■ What to work on:
Answer these from the post below on hope in hard times:
1. In what year did the writer and David marry?
2. David was the middle child in a family of how many children?
3. How many times did church people give the couple a car?

■ Text block:
# # # # #

Friday, May 8, 2009

Hope in hard times

Hope and hard choices
Key verse: Esther 4:14. “And who knows whether you have not come to the kingdom for such a time as this?”
The baby-faced “personal banker” clicked another key on his computer. “We could put it into bonds,” he said with a noticeable lack of enthusiasm. “But bonds aren’t doing well either. Or you could park it in a CD and wait till things turn around again. I don’t know what to tell you, Mrs. Bailey.”
Sign of the times, I thought as I put away what was left of my stock portfolio. “It’s okay,” I said. “Hey, how about we talk again in six months. It’s okay.”
I never thought I’d end up comforting my financial adviser. But this past year has brought a host of “I never thoughts” to the American people. Everything we thought we ever knew about money is obsolete, and the new rules haven’t been formulated.
Is God trying to tell us something? And who’s listening?
Personal worst
My husband David and I came to family financial management from vastly different backgrounds. He was the middle child of eight, raised on a hardscrabble farm. He got the leftovers, when there were leftovers to be had. I had a comfortable suburban upbringing. (My Internet name, a contraction for American Pie, is no joke.) When we married in 1977, the conversation began. And sometimes it was loud.
One month after marriage we set out on our first big adventure, traveling to a Western city for Dave to attend Bible college. There were few jobs in that city, and none I had the skills for. We lived in a subsidized apartment, received food stamps, and when two babies came in two years, we received WIC food vouchers. Borrowed maternity clothes got me through the pregnancies; baby showers and hand-me-downs got our children clothed. We didn’t buy a garment for our first daughter till she was a year old, and then we obsessed for an hour before plunking down the cash.
You’d think Dave would be the thrifty one, obsessing over every purchase, and I’d be the big spender. You’d think wrong. While Dave was responsible about money, he didn’t mind the occasional splurge such as going out to dinner. He had a strong faith, yes, and he knew God would provide for us. But he knew something else, something I didn’t realize until years later.
Dave had seen poverty up close. He’d surveyed it from every angle, walked around it, kicked its tires. He knew what it was to be filled and to go hungry. As with the Apostle Paul, it held no terrors for him.
But it was uncharted territory for me.
When Dave graduated, took a couple of pastorates and then returned to secular work, we thought things would improve. We thought wrong. My decision to stay home with our daughters was part of the financial stress. I did freelance writing around the girls’ schedules, and thought myself lucky to be with them. But there wasn’t a lot left over.
We learned the system, obtaining WIC and surplus food and applying for every sliding fee scale available. I asked for help with school trips, and sold a lot of candy bars. My mother bought my children’s clothing until the year she died. To this day, I don’t know anything about children’s sizes. If it fit and looked decent, they wore it.
During the lean years, we had help from an incredibly loving church family, from Colorado to New Hampshire. Church people gave us food, clothing, toys for the girls, cash. The church sent our girls to church camp and retreats. And church people gave us cars – twice. I don’t just mean that they paid our car payment, or our repair bill. They handed us the title to a working vehicle. Twice.
But I questioned, vigorously and often, why we had to go through this. We were tithers both of money and time. Over the years we’d applied for better jobs, worked harder at the jobs we had, tried moonlighting. Nothing took. Even our raises were eaten up by increased insurance premiums.

# # # # #

■ Records:
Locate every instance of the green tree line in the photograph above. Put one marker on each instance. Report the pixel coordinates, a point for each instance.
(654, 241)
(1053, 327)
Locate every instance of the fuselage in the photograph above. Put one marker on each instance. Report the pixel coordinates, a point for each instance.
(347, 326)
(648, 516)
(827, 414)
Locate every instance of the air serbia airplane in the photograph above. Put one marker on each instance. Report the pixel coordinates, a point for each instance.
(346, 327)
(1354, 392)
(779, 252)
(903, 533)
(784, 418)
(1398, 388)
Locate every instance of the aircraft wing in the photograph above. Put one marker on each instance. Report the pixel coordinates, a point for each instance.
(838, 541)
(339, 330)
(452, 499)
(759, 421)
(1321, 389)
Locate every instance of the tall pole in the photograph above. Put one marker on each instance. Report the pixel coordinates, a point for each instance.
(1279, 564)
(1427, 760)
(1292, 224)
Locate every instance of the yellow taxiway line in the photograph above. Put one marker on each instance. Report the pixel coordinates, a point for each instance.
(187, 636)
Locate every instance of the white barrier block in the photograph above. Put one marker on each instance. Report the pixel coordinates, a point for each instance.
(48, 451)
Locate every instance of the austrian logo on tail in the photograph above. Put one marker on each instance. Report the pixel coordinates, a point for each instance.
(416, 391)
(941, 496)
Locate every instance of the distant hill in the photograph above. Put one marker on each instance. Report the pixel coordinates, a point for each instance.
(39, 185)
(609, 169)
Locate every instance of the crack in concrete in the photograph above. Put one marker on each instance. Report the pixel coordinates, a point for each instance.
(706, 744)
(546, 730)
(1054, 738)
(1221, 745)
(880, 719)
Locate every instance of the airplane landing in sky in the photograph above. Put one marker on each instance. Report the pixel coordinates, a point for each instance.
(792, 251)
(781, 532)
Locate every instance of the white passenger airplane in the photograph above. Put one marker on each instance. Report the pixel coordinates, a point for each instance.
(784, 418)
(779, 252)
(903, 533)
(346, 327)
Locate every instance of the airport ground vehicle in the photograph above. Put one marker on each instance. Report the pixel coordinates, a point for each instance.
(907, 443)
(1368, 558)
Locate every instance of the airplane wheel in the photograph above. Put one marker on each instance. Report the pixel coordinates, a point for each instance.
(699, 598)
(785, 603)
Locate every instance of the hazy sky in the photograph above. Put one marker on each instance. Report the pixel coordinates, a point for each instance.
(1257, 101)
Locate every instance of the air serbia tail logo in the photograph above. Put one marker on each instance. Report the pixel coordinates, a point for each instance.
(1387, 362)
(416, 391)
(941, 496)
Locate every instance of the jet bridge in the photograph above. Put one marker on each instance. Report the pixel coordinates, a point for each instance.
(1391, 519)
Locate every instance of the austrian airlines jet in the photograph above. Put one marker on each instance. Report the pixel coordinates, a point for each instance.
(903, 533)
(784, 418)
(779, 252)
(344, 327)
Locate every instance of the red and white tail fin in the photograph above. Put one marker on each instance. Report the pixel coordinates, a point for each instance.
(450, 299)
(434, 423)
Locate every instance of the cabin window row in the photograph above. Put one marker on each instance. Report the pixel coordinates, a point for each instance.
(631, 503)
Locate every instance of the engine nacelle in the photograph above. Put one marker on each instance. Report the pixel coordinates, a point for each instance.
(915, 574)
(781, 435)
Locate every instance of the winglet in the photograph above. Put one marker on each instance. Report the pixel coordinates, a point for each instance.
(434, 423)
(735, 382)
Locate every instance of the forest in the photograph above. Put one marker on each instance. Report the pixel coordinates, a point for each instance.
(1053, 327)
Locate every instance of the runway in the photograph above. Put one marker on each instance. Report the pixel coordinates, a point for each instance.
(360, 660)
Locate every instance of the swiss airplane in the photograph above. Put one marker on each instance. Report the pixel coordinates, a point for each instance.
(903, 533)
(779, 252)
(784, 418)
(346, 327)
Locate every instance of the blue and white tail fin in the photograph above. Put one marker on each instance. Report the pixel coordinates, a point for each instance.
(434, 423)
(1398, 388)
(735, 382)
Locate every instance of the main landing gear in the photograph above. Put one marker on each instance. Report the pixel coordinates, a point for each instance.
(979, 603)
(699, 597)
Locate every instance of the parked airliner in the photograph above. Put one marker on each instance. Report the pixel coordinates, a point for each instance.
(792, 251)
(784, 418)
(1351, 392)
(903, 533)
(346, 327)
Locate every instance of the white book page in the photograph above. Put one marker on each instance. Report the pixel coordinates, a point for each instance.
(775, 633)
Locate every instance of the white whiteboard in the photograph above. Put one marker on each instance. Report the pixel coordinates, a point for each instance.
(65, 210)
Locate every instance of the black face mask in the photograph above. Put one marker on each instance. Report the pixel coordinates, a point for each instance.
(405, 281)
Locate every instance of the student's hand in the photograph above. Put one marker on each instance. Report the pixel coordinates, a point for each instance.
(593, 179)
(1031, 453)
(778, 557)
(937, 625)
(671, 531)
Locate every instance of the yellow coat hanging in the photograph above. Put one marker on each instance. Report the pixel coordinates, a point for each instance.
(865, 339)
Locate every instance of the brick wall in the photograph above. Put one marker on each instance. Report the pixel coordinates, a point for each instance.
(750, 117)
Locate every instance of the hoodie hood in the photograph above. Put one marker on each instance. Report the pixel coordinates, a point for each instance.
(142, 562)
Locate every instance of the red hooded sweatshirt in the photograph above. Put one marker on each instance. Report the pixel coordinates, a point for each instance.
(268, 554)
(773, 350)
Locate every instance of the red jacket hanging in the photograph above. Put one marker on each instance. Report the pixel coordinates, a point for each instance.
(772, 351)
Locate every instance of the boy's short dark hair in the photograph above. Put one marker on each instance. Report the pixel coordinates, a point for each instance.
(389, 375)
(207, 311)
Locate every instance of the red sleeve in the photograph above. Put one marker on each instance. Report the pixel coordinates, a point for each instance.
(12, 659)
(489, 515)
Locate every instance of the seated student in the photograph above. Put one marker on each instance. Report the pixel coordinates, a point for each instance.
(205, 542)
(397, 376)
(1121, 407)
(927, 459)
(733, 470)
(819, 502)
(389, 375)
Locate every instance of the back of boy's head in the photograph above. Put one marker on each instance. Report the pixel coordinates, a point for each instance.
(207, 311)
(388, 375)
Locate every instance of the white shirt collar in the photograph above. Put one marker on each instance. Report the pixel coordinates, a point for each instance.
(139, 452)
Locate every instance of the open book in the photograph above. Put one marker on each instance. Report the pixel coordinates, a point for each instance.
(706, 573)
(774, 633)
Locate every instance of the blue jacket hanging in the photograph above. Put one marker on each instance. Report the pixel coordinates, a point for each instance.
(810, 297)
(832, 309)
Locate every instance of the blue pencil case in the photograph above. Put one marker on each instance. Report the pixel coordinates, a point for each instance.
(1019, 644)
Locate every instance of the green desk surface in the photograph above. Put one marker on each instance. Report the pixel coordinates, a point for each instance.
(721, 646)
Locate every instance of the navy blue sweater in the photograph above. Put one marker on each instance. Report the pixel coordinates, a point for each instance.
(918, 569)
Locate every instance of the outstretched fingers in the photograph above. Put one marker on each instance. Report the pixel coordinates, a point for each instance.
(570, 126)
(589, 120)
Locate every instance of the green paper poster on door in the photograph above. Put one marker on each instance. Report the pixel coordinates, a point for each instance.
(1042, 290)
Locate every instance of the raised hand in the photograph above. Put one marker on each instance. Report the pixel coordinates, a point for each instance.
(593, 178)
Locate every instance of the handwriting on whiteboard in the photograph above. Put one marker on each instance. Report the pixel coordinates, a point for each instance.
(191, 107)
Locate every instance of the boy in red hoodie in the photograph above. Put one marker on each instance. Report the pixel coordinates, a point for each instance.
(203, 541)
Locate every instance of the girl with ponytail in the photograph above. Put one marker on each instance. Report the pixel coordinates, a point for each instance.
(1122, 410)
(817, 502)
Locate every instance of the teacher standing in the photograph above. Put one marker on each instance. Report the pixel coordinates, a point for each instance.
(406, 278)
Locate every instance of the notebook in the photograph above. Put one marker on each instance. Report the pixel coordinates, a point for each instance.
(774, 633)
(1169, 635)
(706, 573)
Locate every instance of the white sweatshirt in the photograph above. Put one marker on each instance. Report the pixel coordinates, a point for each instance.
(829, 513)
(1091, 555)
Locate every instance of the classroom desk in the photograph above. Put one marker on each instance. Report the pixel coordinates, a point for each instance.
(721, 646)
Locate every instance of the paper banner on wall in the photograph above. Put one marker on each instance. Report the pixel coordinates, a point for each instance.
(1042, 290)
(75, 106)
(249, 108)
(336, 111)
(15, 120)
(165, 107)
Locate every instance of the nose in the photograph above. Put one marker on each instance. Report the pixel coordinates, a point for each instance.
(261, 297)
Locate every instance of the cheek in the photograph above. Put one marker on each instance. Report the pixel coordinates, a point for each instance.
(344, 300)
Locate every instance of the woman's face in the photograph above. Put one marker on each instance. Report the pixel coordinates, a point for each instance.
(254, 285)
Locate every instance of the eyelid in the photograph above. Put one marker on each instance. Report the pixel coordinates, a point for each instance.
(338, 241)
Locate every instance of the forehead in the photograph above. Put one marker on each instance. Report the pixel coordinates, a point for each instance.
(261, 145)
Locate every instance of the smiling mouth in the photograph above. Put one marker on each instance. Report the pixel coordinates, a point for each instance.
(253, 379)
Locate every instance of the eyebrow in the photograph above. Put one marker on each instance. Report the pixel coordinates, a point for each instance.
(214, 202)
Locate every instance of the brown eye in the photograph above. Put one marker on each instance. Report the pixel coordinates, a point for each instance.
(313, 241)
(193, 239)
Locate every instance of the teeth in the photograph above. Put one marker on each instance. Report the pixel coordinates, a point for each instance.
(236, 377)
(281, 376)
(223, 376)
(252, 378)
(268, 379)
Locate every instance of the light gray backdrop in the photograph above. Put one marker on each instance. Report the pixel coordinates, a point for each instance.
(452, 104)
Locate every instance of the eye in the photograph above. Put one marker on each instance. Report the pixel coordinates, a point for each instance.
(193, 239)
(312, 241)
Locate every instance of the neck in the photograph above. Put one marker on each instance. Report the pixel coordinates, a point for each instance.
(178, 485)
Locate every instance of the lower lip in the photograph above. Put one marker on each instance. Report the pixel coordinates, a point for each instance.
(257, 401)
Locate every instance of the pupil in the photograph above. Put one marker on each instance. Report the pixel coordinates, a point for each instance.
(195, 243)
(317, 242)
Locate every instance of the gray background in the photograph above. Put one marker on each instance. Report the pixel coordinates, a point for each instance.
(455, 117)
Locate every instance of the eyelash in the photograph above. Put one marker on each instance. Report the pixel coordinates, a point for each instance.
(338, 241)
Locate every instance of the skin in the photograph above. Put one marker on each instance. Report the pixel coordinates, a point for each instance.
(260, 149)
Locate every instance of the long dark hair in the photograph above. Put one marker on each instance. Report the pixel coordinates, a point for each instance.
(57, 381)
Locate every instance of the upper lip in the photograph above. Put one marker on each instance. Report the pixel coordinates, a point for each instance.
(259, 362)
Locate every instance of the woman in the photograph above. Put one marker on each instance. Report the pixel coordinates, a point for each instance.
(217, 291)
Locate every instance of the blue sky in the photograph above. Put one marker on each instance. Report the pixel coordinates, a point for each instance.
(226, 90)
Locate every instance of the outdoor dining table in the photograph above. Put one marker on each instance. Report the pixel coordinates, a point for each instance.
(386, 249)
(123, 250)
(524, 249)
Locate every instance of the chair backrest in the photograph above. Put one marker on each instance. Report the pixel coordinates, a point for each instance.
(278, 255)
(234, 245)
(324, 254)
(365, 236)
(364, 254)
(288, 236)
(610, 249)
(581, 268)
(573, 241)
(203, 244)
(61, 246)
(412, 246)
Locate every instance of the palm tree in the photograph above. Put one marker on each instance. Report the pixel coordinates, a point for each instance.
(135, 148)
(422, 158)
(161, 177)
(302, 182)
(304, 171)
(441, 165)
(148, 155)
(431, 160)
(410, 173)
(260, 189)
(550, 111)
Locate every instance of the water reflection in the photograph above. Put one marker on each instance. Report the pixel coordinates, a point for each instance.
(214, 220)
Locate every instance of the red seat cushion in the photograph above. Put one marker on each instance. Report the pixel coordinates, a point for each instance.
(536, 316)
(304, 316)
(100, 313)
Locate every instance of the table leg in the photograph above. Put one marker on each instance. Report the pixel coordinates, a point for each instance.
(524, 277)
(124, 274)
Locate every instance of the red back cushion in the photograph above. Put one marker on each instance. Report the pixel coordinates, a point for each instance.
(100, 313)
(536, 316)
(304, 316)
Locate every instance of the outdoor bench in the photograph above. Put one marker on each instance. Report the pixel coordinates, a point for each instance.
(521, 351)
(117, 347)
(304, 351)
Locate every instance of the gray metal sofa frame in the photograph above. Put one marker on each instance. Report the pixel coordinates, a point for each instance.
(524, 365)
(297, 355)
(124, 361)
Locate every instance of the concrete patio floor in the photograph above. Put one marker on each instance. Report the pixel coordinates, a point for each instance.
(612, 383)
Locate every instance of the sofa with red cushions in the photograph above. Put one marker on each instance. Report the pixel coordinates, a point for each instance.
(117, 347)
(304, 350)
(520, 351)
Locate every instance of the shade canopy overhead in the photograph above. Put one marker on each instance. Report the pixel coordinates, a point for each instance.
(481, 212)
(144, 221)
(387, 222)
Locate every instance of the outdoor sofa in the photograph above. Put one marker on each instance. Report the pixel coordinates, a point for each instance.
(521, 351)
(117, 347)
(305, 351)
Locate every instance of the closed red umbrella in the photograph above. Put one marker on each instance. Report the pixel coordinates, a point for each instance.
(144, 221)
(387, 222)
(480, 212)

# # # # #

■ Complete response:
1. 1977
2. Eight
3. Twice